[Conjunto de tareas]
(a) ¿Cómo se dice en inglés esta oración del texto sobre los refugiados en Grecia: «Los propios refugiados abren pequeños comercios de alimentación, peluquerías, sastrerías y talleres de reparación de bicicletas.»?
(b) Prosigue el texto sobre los refugiados en Grecia a partir de su última oración.

[Fragmento del texto]
----

“Tengo la sensación de que siempre estaré aquí. Si pudiera, me iría andando inmediatamente a Alemania”. Desde que huyeron a Grecia, el día a día de los refugiados que permanecen en los campos se reduce a esperar. Esperar a que se abran las fronteras, a que suene el teléfono con la llamada que les citará para comenzar los trámites de reubicación y empezar una nueva vida. Mientras, pasan las horas, los días, los meses, y las miradas se dirigen a una Europa que se aleja de su imagen de “tierra de la solidaridad”.
Los campamentos del norte griego parecen pequeños municipios. Los propios refugiados abren pequeños comercios de alimentación, peluquerías, sastrerías y talleres de reparación de bicicletas. En algunos también pueden comprar ropa o jugar en un parque infantil.

----

[Datos registrados]
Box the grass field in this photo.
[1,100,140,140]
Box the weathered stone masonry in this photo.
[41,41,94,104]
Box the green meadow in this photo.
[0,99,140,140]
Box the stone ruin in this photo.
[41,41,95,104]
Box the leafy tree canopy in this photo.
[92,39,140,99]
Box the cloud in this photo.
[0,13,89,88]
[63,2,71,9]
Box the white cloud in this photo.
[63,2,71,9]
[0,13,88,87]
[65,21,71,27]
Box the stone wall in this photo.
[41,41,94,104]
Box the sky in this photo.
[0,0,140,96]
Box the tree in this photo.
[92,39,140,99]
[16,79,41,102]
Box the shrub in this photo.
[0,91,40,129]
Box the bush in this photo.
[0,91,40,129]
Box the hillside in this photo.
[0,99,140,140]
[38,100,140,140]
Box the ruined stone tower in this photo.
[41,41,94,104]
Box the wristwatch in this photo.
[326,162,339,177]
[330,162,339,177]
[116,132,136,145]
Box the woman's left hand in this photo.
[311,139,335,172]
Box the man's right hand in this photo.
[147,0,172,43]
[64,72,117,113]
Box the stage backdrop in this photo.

----

[Respuestas a las tareas]
(a) The refugees themselves open small grocery stores, hair salons, tailor shops, and bicycle repair shops.

(b)
También se pueden hacer talleres de fotografía, de teatro, socioeducativos, sanitarios y para mujeres pero a la hora de lavarse los dientes, usar el váter o limpiar los platos, tienen que hacerlo sobre unos fregaderos al aire libre o sobre un cubo junto a la jaima.
Les dan comida y algo de ropa. ¿Qué más quieren? Lo más básico: salir del país y terminar con una espera eterna que está causando graves problemas psicológicos. Los especialistas consideran que, algunos casos, pueden ser irreversibles.
La espera, que en la mayoría de los casos supera el año, es lo que convierte a Grecia en un no lugar, un espacio de estancia fija protagonizado por la ausencia de información sobre su futuro, por el control de sus vidas en el que se vulnera el derecho a la vida digna y a la movilidad.
Solo en las islas griegas, cuando se cumple un año de la firma del acuerdo entre la Unión Europea y Turquía, más de 14.400 migrantes aguardan en los campos. Un total de 1.504 personas han sido devueltas al país otomano, según datos de la Comisión Europea.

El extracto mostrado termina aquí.